Source:
_ _ _ _ _

# Hello from Luxembourg!



## Bekky (Mar 15, 2010)

Hey there 
I'm from Luxembourg, that very small country in the middle of Europe. I'm 22 years old and I'm one of those not-native-English-speakers who come here to improve their English, so, sorry for all the mistakes I will do but I think that this is actually the only way to practise a language and as long as you understand what I'm trying to tell you everything will be ok :wink:
So let's move on to the more interesting part: my horses. I own 2 of them: first of all my 18-year-old thoroughbred, a mare and my first horse. I bought her about 9 years ago and we had a lot of ups and downs.
My second horse is a 14-year-old German gelding who I bought 5 years ago.
Well, that's all for the moment.
If you have any questions just ask


----------



## rum4 (Feb 28, 2010)

Welcome to the forum and you live in a very nice small country. I have visited there several times. It is a nice beautiful country. Welcome to the forum


----------



## Bekky (Mar 15, 2010)

Thank you 
Can i ask you why you visited Luxembourg? I'm always wondering why foreigners come here, everything's so ordinary here :lol:


----------



## my2geldings (Feb 18, 2008)

Welcome to the forum


----------



## Bekky (Mar 15, 2010)

Thank you


----------



## jazzyrider (Sep 16, 2007)

hi 
welcome to the forum


----------



## farmpony84 (Apr 21, 2008)

Welcome to the forum! I visited Luxembourg about 20 years ago. It's a great little country. (I lived in Germany at the time and my grandma and I took a bus tour).

_ _ _ _ _

Given instruction 1: From the Luxembourg welcome thread, write out everything from "## farmpony84 (Apr" down to "a bus tour).".
Given instruction 2: Translate this sentence from the Luxembourg welcome thread into Spanish: "My second horse is a 14-year-old German gelding who I bought 5 years ago."

Data records:

_ _ _ _ _

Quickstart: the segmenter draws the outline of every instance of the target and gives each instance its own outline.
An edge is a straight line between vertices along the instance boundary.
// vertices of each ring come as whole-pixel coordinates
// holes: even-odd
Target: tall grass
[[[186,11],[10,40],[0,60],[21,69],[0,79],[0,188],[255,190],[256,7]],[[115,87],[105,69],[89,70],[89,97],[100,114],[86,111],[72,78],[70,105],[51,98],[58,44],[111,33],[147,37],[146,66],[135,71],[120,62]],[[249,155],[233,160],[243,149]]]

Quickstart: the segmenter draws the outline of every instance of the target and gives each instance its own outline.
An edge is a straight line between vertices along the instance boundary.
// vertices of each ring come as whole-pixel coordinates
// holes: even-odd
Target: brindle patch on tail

_ _ _ _ _

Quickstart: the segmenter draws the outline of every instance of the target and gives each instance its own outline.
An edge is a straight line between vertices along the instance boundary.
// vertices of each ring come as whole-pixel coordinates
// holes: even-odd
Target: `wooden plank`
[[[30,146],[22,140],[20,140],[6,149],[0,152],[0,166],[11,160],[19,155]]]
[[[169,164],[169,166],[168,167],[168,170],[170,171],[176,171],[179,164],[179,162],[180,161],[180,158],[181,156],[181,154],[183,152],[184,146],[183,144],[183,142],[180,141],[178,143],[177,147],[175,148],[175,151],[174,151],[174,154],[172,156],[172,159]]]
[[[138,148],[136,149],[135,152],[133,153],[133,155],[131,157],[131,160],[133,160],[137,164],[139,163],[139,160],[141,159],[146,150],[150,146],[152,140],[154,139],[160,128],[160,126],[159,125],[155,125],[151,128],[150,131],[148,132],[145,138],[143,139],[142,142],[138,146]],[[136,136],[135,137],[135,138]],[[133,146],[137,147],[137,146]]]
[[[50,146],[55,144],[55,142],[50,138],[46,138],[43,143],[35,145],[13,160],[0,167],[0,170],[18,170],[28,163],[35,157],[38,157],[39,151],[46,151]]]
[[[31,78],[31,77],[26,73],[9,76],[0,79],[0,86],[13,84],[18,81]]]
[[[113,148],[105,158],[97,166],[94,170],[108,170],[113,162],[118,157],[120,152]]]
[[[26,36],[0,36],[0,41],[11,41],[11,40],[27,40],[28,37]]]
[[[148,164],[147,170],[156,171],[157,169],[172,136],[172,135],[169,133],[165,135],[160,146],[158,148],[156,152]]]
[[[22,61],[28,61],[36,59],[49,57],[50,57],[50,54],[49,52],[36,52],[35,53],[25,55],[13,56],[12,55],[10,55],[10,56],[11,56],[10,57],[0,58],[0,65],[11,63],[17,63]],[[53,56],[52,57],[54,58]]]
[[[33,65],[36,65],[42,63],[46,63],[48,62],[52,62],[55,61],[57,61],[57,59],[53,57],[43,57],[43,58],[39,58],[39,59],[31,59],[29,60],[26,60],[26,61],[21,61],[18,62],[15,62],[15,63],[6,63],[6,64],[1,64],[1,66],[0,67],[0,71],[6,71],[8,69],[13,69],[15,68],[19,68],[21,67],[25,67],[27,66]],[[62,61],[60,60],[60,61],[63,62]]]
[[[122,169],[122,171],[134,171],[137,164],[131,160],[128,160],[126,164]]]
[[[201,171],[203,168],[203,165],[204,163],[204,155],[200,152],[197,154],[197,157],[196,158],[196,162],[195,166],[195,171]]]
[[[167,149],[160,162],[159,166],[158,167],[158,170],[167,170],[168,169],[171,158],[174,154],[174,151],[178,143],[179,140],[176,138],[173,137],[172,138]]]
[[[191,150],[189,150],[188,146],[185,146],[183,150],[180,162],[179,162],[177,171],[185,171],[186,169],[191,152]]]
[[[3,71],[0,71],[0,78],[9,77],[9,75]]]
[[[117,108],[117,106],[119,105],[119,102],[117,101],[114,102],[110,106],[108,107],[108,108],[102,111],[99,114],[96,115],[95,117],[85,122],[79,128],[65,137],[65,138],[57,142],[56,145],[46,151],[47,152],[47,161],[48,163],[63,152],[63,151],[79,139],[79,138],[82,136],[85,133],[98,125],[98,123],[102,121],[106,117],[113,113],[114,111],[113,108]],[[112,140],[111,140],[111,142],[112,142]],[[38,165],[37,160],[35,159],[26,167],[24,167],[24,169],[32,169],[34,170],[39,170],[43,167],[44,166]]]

_ _ _ _ _

Task answer 1:
## farmpony84 (Apr 21, 2008)

Welcome to the forum! I visited Luxembourg about 20 years ago. It's a great little country. (I lived in Germany at the time and my grandma and I took a bus tour).

Task answer 2: Mi segundo caballo es un caballo castrado alemán de 14 años que compré hace 5 años.